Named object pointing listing
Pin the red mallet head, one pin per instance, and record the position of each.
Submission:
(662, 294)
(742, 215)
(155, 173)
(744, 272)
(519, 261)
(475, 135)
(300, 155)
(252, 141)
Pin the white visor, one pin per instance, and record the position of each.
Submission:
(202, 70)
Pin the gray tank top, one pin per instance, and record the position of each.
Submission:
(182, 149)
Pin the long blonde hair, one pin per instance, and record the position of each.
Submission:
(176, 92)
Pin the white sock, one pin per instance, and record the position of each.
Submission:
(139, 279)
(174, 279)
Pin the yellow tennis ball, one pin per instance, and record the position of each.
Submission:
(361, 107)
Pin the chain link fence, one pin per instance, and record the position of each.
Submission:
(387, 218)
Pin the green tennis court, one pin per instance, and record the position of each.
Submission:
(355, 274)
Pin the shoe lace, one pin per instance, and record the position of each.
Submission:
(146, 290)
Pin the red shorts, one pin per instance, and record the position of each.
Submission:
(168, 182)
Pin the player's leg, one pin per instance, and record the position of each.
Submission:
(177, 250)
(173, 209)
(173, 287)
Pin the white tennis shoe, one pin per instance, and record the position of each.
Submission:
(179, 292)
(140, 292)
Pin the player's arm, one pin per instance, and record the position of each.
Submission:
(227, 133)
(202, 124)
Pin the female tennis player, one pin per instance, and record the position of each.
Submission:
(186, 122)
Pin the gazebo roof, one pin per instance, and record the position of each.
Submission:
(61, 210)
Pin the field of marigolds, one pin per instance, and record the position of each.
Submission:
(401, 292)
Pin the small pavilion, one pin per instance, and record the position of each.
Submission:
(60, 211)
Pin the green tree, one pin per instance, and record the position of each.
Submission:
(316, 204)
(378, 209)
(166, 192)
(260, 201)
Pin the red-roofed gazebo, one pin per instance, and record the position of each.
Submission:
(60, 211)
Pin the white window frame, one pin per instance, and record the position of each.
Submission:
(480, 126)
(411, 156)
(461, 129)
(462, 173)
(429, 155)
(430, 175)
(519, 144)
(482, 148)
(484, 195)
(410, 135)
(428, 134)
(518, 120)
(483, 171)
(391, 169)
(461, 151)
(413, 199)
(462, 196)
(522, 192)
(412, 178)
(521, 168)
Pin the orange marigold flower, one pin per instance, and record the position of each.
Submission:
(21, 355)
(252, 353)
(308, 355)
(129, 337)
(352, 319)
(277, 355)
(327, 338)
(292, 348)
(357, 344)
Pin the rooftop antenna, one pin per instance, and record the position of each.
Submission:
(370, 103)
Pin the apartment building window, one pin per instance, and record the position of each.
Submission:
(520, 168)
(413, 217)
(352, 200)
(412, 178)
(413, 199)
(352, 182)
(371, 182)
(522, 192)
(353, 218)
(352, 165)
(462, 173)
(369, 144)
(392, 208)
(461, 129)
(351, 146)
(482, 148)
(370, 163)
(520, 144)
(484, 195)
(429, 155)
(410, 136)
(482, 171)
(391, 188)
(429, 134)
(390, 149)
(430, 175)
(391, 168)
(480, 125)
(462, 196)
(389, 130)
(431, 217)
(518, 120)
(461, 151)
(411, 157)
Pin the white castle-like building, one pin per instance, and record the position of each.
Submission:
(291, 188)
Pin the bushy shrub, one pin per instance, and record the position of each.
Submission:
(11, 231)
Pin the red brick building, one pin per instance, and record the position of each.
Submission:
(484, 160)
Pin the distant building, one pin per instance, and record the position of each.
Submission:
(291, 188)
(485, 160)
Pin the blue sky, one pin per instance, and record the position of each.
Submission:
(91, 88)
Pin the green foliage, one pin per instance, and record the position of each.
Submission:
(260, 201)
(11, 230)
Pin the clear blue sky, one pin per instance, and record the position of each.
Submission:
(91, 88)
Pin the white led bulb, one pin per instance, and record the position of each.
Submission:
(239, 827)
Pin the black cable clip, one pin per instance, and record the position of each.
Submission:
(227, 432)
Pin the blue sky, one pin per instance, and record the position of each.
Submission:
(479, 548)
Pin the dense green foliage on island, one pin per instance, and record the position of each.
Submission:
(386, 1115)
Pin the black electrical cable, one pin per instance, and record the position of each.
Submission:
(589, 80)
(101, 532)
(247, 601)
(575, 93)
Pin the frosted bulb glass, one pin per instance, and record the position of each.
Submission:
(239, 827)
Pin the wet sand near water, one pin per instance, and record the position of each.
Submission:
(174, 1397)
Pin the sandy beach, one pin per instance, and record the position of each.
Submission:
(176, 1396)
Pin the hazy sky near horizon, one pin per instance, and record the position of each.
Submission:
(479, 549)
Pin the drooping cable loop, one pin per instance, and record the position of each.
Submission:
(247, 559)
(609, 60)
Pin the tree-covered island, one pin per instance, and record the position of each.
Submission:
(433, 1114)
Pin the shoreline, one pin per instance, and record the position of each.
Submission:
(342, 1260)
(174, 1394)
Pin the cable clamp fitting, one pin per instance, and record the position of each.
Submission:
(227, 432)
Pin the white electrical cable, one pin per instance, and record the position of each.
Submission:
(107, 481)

What this task involves
Arrange the listing above as a two-column CSV with the header "instruction" and "points," one row for each request. Put the request text and its submitted points each in a single quoted field, with any line breaks replaced by spaces.

Answer to the task
instruction,points
"Pin the red mallet head, one pin per instance, and record the position of each. Submission:","(662, 294) (742, 215) (155, 173) (744, 272) (519, 261) (475, 135) (300, 155) (252, 141)"
"Pin the white visor, one pin per instance, and record the position of each. Submission:","(202, 70)"
"Pin the gray tank top, one pin per instance, and record the position of each. Submission:","(182, 149)"
"Pin the long blonde hair, one pin per instance, and record the position of each. Submission:","(176, 92)"
"Pin the white sock, one pin per instance, and record the position of each. Submission:","(139, 279) (174, 279)"
"Pin the yellow tennis ball, one pin per instance, and record the position of each. Submission:","(361, 107)"
"Pin the chain link fence, one pin per instance, and record the position of each. Submission:","(387, 218)"
"Pin the green tennis court, one pin per instance, and record the position of each. Submission:","(355, 274)"
"Pin the shoe lace, one pin per instance, and record the position of each. Submission:","(146, 290)"
"Pin the red shorts, one pin per instance, and record the position of each. Submission:","(168, 182)"
"Pin the player's leg, one pin per instance, and record the position of each. Submission:","(177, 250) (173, 209) (173, 287)"
"Pin the white tennis shoe, one pin per instance, and record the position of each. Submission:","(179, 292) (140, 292)"
"Pin the player's arm, one pin per instance, and record the position of each. Submission:","(227, 133) (202, 124)"
"Pin the female tennis player, one pin per instance, and record the position of each. Submission:","(186, 122)"
"Pin the gazebo roof, one pin per instance, and record the position of each. Submission:","(61, 210)"
"Pin the field of marigolds, one pin per instance, and record the position of each. Submission:","(401, 292)"
"Pin the small pavilion, one pin per instance, and record the position of each. Submission:","(60, 211)"
"Pin the green tree, one pin per instance, and record the position of each. Submission:","(316, 204) (378, 209) (166, 192) (260, 201)"
"Pin the red-roofed gazebo, one pin per instance, and record the position of each. Submission:","(60, 211)"
"Pin the white window frame, one pin per instance, and record the position of each. Submission:","(480, 126) (411, 156) (461, 129) (462, 173) (429, 155) (430, 175) (519, 144) (482, 148) (484, 195) (410, 135) (428, 134) (518, 120) (483, 171) (391, 169) (461, 151) (413, 199) (462, 196) (522, 192) (412, 178) (521, 168)"
"Pin the orange marigold flower, one pin per instance, and record the position of each. Submission:","(21, 355) (252, 353) (308, 355) (129, 337) (352, 319) (277, 355) (327, 338) (292, 348) (357, 344)"
"Pin the rooftop antenna, one pin per instance, and record the position of each. Submission:","(370, 103)"
"Pin the apartment building window, one pin per instance, and record the position of each. Submission:","(520, 168) (413, 217) (352, 200) (412, 178) (413, 199) (352, 182) (371, 182) (522, 192) (353, 218) (352, 165) (462, 173) (369, 144) (392, 208) (461, 129) (351, 146) (482, 148) (370, 163) (520, 144) (484, 195) (429, 155) (410, 136) (482, 171) (391, 188) (429, 134) (390, 149) (430, 175) (391, 168) (480, 125) (462, 196) (389, 130) (431, 217) (518, 120) (461, 151) (411, 157)"
"Pin the white castle-like building, one pin per instance, and record the position of each. Submission:","(291, 188)"
"Pin the bushy shrub, one pin per instance, and record the position of each. Submission:","(11, 231)"
"Pin the red brick building, one pin per instance, and record the position of each. Submission:","(484, 160)"
"Pin the distant building, one pin per instance, and record the position of each. Submission:","(291, 188) (485, 160)"
"Pin the blue sky, one pin per instance, and record the position of each. Submission:","(91, 88)"
"Pin the green foliage, one pin per instance, and record the position of each. Submission:","(260, 201) (11, 230)"
"Pin the clear blue sky, one pin per instance, and record the position of each. Submission:","(91, 88)"
"Pin the white led bulb, one pin per instance, and record the position of each. Submission:","(239, 827)"
"Pin the black cable clip, one pin per instance, and record the position of each. Submission:","(227, 432)"
"Pin the blue sky, one pin per instance, and record the position of each. Submission:","(479, 548)"
"Pin the dense green foliage on island, one pin per instance, and record the position of each. Submission:","(386, 1115)"
"Pin the black electrical cable, one pin per instance, and record the position of each. Submission:","(589, 80) (101, 532) (247, 601) (575, 93)"
"Pin the frosted bulb glass, one pin per instance, and record the position of each. Submission:","(239, 827)"
"Pin the wet sand near water, one pin per instance, and record the position of each. Submission:","(174, 1397)"
"Pin the sandy beach, one pin per instance, and record the position of each. Submission:","(176, 1396)"
"Pin the hazy sky near horizon, one pin per instance, and record the position of each. Submission:","(479, 549)"
"Pin the drooping cable loop, one pin per instance, and record the position of each. Submission:","(247, 559) (609, 60)"
"Pin the tree-covered island, one pin per instance, and record the position of each. Submission:","(433, 1114)"
"Pin the shoreline, one pin per instance, and record the position of each. Submission:","(342, 1260) (174, 1394)"
"Pin the cable clamp fitting, one pin per instance, and record the position of each. Submission:","(227, 432)"
"Pin the white electrical cable, one pin per instance, and record the position of each. Submission:","(107, 481)"